** start SOURCE EXCERPT **

A significant delay on the output is observed when you manually write pre-recorded input events to the devkit.
The DVS events visualized by samnagui show striped edge pattern, and a significant delay can also be observed for real-time input DVS events.

exceeding_bandwidth

How To Estimate The SynOps/s For A Model?#

We have the following formula for estimating the

\(N_{spk}/s\), stands for the input number of spikes of one DynapCNN core per second.
\(C_{out}\), stands for the number of the output channels of the convolutional layer.
\(k_x\) and \(k_y\) stands for the convolutional kernel size.
\(s_x\) and \(s_y\) stands for the tiling stride of the convolutional kernel.

Then the estimated SynOps/s of the DynapCNN core is:

\(SynOps/s \approx \frac{N_{spk}/s \times C_{out} \times k_x \times k_y}{s_x \times s_y}\)

In sinabs, an auxiliary class named SNNAnalyzer is provided for users to estimate the SynOps/s. By just a few lines of code, you can get the SynOps/s of each layer of your model.

from sinabs.synopcounter import SNNAnalyzer

# dt refers to the time interval (micro-second) of a single time step of your spike train tensor
analyzer = SNNAnalyzer(my_snn, dt=my_raster_data_dt)
output = my_snn(my_raster_data)  # forward pass
layer_stats = analyzer.get_layer_statistics()

for layer_name, _ in my_snn.named_modules():
    synops_per_sec = layer_stats["parameter"][layer_name]["synops/s"]
    print(f"SynOps/s of layer {layer_name} is: {synops_per_sec}")

How To Prevent From Exceeding SynOps/s Bandwidth？#

The following tricks will help the developer to reduce the SynOps for their SNN model.

Use smaller convolutional kernel.
Use fewer numbers of convolutional kernels i.e. less output channels.
Add “SynOps Loss” as a regularisation item during the training stage. A bare minimum example demonstrate the “SynOps Loss” is provided below:

import torch
from sinabs.synopcounter import SNNAnalyzer

# use SNNAnalyzer to obtain SynOps/s
analyzer = SNNAnalyzer(my_snn, dt=my_raster_data_dt)
output = my_snn(my_raster_data)  # forward pass
layer_statistics = analyzer.get_layer_statistics()["parameter"]
synops_of_every_layer = [
    stats["synops/s"] for layer, stats in layer_statistics.items()

** end SOURCE EXCERPT **

REQUIRED WORK.
(A) Duplicate the part of the SynOps/s excerpt that begins at the words "exceeding_bandwidth" and stops after "the convolutional kernel.".
(B) In the SynOps/s excerpt, shorten the paragraph that starts "In sinabs, an auxiliary class" while keeping its main facts.
Rely only on the SynOps/s excerpt.

** start RECORDS **

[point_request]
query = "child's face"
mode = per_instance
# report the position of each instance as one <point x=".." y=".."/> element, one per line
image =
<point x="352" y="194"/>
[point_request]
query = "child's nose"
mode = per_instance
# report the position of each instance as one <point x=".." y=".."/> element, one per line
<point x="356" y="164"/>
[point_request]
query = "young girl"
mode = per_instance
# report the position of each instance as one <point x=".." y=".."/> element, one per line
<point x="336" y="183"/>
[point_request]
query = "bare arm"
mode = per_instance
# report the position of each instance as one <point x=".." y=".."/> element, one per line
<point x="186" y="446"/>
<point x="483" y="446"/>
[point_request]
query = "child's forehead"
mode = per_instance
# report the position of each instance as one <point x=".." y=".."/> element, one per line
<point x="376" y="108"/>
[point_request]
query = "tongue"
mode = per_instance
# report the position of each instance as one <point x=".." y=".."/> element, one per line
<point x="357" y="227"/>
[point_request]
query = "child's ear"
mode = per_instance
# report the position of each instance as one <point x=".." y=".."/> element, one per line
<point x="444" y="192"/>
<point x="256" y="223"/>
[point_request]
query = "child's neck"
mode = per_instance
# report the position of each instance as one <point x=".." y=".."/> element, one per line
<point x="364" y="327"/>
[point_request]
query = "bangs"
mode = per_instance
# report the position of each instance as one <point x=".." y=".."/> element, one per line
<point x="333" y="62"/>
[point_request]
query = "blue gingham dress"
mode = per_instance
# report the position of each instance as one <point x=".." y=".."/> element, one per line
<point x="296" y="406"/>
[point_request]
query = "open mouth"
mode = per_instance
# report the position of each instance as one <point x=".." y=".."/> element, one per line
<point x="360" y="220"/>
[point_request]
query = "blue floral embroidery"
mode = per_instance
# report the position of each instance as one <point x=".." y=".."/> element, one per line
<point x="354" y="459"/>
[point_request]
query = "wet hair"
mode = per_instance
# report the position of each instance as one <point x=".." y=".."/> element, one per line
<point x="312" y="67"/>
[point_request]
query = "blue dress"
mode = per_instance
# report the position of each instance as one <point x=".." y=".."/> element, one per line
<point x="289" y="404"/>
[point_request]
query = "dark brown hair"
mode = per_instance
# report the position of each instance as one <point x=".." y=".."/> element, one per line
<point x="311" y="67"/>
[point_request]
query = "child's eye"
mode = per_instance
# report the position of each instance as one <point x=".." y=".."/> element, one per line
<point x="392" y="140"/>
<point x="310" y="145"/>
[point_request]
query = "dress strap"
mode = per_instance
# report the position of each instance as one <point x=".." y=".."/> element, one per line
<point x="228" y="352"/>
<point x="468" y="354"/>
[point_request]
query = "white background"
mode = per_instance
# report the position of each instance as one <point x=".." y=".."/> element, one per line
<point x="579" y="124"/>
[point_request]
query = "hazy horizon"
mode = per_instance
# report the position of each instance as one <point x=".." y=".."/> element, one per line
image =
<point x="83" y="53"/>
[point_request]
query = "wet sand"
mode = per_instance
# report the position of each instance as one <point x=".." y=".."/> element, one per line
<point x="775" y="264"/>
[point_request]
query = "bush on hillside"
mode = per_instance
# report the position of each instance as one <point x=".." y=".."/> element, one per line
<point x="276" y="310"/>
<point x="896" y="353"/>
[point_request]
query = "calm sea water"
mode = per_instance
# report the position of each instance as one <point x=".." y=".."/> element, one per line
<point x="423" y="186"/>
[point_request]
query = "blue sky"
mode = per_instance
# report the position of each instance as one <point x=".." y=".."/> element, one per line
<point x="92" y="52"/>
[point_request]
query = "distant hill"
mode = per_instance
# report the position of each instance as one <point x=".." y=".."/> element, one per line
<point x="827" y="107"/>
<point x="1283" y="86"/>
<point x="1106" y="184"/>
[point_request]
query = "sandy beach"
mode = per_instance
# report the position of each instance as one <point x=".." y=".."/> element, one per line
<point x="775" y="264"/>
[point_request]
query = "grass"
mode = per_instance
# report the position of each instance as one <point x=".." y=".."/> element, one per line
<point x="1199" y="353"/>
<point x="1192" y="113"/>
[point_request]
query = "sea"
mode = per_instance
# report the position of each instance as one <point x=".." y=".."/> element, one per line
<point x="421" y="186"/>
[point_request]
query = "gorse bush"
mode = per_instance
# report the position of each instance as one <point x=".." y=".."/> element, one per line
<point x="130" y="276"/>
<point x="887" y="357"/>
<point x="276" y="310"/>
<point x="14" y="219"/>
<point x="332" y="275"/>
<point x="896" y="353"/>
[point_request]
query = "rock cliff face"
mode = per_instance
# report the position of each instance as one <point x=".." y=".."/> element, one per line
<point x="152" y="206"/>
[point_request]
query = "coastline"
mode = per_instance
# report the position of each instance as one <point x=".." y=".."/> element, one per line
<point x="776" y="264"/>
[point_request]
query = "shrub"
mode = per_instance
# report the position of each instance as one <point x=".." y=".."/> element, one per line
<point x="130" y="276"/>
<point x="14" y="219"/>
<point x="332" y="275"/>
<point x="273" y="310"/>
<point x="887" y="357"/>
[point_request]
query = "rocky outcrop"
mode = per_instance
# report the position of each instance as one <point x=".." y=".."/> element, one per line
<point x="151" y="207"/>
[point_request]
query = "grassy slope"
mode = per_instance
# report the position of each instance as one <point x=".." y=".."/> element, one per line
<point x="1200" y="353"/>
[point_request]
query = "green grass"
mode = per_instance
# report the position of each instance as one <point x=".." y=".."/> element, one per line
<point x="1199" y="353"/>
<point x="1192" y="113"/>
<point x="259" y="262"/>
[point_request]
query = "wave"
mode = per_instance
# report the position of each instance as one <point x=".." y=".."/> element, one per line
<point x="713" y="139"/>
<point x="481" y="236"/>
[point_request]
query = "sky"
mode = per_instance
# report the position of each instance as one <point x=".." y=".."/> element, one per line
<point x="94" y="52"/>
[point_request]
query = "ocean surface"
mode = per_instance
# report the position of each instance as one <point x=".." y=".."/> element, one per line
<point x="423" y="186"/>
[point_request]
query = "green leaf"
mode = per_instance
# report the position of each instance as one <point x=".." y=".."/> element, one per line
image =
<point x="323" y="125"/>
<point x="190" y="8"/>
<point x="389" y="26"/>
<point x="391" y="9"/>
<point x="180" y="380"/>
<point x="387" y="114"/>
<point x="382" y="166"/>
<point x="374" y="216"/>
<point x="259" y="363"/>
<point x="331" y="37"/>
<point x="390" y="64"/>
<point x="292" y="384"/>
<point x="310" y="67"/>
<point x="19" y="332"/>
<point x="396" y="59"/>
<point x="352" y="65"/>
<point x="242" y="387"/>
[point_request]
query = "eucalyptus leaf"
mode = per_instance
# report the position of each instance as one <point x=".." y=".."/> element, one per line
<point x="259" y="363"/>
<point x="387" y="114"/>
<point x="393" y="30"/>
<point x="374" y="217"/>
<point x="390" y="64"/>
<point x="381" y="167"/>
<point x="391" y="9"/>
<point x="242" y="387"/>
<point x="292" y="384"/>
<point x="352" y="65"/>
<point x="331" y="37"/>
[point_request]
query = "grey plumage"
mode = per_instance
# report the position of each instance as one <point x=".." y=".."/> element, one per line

** end RECORDS **

EXERCISE RESPONSES.
(A)
exceeding_bandwidth

How To Estimate The SynOps/s For A Model?#

We have the following formula for estimating the

\(N_{spk}/s\), stands for the input number of spikes of one DynapCNN core per second.
\(C_{out}\), stands for the number of the output channels of the convolutional layer.
\(k_x\) and \(k_y\) stands for the convolutional kernel size.
\(s_x\) and \(s_y\) stands for the tiling stride of the convolutional kernel.

(B) Sinabs includes a helper class, SNNAnalyzer, for estimating SynOps/s. A few lines of code return the SynOps/s of each layer in a model.